ABOUT THIS TASK
Count the lines in the entries below that mention the string "standing", then write that number by itself.

RECORDS FOR PROCESSING
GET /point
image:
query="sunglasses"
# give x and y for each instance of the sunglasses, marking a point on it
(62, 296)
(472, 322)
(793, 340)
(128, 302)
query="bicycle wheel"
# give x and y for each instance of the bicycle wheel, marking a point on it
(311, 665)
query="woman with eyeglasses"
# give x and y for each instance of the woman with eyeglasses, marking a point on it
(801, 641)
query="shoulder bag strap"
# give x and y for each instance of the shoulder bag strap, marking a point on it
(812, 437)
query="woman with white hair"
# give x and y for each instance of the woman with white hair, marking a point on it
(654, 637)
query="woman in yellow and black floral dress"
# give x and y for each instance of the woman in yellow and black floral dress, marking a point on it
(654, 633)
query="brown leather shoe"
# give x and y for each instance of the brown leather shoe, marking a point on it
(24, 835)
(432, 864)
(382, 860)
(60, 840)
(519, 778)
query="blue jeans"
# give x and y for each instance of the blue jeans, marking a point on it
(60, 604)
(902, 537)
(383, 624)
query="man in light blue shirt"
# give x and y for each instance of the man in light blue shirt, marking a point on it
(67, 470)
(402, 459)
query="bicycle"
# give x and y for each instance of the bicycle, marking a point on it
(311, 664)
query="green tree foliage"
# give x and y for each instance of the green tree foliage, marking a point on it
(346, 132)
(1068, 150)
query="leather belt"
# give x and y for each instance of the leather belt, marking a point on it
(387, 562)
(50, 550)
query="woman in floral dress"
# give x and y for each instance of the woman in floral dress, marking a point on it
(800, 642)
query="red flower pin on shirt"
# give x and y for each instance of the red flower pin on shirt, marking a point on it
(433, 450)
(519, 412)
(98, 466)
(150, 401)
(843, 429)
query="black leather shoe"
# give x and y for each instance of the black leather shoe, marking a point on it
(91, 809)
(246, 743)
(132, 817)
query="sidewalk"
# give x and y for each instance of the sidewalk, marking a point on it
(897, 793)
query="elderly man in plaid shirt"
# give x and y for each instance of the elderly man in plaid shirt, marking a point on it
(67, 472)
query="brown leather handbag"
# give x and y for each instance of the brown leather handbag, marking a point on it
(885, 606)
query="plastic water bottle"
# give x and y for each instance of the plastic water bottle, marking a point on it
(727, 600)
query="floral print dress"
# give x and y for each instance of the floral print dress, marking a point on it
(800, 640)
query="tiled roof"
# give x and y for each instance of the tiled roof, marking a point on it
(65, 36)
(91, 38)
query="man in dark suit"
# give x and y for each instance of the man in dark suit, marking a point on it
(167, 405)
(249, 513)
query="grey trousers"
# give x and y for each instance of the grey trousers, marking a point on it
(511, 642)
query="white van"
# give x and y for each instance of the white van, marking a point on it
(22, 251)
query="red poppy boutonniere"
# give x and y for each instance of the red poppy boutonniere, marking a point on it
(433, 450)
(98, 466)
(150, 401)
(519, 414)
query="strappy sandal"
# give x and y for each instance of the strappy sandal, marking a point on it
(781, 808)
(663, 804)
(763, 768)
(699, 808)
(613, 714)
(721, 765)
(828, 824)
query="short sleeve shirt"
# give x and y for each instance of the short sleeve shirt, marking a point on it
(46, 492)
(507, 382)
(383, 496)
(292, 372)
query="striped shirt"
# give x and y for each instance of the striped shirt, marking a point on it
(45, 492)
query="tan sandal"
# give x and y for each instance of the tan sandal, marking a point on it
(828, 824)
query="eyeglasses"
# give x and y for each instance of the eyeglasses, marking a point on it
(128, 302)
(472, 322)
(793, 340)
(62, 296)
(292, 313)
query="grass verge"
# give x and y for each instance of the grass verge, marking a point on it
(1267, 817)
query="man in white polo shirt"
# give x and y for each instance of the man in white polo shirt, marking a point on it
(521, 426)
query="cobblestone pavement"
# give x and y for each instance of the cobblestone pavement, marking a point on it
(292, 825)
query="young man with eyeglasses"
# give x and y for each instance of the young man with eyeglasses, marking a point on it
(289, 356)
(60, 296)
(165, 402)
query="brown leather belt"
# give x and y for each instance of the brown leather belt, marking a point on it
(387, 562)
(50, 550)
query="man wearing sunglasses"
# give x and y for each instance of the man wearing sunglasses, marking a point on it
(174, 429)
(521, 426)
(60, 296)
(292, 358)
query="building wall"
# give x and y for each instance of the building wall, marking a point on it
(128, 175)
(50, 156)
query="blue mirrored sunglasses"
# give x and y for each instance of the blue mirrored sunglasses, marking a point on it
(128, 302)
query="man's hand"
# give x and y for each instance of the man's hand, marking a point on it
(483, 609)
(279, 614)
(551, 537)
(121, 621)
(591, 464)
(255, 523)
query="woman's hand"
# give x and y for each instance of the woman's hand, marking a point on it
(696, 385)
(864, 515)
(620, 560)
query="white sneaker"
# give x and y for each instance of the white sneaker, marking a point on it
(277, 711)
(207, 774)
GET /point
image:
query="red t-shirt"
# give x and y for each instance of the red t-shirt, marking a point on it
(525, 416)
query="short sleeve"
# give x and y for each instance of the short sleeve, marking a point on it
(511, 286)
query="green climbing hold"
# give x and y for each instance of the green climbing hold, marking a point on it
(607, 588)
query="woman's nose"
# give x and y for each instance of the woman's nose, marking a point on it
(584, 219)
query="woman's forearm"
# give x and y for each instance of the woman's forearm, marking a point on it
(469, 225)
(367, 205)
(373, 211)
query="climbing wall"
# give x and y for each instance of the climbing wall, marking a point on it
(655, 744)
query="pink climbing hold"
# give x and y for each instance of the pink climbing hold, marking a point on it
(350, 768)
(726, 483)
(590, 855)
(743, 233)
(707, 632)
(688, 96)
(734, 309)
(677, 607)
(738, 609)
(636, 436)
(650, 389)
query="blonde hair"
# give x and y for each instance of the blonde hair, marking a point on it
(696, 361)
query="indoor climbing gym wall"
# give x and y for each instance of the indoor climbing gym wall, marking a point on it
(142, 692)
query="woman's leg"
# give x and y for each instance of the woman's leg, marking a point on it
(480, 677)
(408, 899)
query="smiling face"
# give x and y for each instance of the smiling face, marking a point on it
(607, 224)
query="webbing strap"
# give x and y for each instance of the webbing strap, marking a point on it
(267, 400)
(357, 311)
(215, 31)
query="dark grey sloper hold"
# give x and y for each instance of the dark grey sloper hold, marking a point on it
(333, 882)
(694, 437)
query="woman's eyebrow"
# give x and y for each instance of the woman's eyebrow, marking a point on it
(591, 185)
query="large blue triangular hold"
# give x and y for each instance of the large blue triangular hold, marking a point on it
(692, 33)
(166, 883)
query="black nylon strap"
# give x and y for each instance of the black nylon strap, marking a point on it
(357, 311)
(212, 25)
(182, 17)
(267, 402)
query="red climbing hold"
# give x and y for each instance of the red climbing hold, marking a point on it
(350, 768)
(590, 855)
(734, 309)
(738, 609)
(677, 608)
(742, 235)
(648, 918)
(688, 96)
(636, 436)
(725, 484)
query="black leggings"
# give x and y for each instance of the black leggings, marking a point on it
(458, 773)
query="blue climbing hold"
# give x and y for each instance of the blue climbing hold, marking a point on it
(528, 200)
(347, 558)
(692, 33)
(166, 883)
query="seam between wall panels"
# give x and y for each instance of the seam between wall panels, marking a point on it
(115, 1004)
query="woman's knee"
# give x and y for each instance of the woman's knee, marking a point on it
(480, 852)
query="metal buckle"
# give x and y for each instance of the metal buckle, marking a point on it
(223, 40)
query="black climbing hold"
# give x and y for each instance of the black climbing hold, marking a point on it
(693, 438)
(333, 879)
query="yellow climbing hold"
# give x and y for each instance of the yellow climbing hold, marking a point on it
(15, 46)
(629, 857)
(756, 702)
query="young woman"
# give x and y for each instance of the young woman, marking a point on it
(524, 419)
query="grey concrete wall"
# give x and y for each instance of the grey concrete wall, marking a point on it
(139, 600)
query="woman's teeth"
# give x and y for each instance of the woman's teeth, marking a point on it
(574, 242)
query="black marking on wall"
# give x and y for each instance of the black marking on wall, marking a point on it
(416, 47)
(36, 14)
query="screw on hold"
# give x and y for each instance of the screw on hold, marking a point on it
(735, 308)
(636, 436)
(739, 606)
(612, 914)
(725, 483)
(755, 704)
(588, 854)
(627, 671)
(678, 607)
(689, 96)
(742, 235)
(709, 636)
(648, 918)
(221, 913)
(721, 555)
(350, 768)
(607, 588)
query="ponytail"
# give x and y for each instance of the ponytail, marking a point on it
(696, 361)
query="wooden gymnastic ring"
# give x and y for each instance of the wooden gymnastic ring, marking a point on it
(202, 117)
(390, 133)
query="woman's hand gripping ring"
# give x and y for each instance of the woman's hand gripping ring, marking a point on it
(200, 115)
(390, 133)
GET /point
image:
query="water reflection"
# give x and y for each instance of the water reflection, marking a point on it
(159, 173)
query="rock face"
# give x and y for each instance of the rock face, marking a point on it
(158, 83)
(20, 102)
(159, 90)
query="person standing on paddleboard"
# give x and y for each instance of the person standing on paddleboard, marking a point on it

WRITTEN RESPONSE
2